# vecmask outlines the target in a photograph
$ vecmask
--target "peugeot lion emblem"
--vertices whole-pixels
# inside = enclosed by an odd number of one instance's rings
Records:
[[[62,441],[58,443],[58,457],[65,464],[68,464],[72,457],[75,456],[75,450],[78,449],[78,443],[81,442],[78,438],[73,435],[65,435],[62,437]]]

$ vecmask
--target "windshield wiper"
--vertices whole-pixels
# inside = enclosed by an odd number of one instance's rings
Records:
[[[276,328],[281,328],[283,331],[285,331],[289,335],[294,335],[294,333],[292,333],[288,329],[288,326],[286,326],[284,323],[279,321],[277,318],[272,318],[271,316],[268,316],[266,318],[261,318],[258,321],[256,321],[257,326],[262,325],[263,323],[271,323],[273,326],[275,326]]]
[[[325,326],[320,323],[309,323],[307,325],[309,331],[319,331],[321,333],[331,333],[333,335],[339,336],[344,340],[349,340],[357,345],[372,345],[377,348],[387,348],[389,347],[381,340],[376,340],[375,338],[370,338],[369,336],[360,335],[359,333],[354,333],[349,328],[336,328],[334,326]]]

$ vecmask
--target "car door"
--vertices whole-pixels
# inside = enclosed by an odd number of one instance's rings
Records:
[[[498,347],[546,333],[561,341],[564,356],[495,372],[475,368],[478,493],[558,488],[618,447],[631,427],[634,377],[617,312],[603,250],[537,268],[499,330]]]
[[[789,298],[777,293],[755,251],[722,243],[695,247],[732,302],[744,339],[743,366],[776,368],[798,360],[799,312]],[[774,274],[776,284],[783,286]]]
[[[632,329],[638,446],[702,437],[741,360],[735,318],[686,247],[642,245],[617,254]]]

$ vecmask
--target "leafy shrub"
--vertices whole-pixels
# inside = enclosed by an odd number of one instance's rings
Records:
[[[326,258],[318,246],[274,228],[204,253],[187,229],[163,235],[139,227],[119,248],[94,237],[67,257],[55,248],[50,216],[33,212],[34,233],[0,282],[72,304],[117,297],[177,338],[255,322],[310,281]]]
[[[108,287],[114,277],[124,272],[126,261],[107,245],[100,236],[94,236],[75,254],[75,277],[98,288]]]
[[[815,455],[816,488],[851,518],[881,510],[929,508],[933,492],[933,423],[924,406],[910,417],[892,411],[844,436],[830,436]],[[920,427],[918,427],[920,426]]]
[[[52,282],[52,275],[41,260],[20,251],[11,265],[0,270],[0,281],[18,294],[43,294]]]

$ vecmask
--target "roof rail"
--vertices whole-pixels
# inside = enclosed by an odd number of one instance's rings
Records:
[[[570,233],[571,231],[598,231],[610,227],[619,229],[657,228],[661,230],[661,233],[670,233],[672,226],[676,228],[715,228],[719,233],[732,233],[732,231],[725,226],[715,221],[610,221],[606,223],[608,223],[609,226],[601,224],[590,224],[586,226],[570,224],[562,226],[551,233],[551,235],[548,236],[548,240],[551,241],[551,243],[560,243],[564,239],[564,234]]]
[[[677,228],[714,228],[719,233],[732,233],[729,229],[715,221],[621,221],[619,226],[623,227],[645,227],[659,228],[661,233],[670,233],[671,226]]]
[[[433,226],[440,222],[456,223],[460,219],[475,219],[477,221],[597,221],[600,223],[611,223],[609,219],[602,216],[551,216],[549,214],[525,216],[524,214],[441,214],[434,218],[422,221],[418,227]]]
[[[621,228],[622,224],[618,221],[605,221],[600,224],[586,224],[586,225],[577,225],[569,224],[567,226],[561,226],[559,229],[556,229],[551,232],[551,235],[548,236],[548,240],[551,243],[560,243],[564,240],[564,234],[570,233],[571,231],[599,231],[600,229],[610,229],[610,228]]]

____________________

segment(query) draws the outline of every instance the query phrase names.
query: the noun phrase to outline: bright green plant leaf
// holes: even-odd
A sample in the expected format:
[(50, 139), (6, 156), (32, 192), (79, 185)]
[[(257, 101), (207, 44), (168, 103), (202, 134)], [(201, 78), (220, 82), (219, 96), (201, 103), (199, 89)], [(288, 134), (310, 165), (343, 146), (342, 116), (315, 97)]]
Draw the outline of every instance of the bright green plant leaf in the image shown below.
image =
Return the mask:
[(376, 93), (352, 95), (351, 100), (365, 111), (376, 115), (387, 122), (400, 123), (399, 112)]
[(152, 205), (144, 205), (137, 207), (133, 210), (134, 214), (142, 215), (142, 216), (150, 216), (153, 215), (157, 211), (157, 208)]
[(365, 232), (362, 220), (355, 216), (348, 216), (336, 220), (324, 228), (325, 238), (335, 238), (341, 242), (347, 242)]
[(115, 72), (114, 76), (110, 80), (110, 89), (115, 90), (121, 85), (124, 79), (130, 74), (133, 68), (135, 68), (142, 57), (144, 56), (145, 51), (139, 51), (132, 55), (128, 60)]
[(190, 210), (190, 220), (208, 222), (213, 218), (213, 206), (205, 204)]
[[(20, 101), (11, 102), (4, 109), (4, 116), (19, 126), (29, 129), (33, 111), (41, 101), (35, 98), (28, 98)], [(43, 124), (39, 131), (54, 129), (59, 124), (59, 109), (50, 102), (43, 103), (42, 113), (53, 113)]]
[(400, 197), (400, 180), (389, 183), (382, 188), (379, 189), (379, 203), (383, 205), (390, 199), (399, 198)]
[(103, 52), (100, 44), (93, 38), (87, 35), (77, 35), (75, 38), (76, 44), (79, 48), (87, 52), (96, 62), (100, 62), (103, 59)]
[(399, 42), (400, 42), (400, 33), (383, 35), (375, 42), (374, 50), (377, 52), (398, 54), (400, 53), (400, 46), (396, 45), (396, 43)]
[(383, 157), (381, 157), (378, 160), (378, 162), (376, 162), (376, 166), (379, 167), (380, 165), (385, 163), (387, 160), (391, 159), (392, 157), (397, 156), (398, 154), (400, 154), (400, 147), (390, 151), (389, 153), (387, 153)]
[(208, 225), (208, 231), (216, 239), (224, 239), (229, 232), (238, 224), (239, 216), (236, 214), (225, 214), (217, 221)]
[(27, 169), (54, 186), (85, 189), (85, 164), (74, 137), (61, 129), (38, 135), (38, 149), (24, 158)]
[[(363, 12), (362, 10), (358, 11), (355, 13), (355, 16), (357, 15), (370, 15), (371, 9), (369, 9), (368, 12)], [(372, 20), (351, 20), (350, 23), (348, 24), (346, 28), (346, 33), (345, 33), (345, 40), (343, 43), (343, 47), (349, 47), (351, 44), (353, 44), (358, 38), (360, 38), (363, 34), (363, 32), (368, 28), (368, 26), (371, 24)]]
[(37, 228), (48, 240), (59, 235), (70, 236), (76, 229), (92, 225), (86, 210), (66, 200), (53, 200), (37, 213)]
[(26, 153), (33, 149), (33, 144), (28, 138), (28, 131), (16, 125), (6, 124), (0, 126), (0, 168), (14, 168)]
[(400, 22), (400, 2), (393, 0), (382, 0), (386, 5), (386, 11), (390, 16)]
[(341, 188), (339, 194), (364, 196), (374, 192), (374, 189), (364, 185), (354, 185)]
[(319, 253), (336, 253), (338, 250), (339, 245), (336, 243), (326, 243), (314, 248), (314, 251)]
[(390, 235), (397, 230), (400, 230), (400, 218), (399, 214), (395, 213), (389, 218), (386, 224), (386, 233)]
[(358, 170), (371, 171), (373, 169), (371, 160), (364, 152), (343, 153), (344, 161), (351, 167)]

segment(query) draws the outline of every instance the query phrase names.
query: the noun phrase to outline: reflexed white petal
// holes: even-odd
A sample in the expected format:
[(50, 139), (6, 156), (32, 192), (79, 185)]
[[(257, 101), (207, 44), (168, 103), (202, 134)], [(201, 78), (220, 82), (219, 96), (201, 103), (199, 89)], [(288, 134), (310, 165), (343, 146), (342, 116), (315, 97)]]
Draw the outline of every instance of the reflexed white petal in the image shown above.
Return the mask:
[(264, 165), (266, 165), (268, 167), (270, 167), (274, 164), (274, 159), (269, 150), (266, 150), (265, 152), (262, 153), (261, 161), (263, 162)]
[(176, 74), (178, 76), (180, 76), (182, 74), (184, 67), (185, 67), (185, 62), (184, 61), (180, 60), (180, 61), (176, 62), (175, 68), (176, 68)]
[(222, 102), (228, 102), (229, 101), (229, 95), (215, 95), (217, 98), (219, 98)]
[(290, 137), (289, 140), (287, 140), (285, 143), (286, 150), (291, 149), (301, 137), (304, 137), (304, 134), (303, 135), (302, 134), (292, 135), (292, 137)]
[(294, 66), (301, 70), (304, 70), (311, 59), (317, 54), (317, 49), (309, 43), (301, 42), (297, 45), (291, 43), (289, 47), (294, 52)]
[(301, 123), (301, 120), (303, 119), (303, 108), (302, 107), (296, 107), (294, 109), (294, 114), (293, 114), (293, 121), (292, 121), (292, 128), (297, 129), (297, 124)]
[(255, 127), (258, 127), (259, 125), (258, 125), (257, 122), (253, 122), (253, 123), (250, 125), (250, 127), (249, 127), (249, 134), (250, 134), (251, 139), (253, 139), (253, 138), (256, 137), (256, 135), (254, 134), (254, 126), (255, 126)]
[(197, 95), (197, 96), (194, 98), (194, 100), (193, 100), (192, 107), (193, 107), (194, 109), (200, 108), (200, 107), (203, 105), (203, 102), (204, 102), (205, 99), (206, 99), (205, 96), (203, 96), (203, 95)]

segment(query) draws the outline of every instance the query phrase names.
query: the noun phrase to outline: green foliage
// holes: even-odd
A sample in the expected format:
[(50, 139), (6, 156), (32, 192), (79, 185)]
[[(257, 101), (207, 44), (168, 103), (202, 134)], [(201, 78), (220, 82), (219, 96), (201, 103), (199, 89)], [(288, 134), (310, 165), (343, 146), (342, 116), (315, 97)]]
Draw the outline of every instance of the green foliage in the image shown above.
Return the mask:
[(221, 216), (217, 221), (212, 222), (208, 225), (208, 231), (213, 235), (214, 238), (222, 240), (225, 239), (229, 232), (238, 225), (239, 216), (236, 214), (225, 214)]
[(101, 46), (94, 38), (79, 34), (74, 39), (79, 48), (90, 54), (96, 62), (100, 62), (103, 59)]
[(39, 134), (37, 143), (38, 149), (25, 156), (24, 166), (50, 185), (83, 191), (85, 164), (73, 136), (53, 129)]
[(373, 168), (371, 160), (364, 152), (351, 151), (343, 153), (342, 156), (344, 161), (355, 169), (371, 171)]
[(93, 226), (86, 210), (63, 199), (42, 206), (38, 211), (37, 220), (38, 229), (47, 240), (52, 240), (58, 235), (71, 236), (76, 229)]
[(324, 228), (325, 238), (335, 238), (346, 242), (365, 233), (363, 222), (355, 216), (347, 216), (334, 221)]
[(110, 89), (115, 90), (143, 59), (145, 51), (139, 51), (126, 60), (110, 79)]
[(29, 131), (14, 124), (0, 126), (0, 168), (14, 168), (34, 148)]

____________________

Give only the number of lines in the data that hold the word "image".

4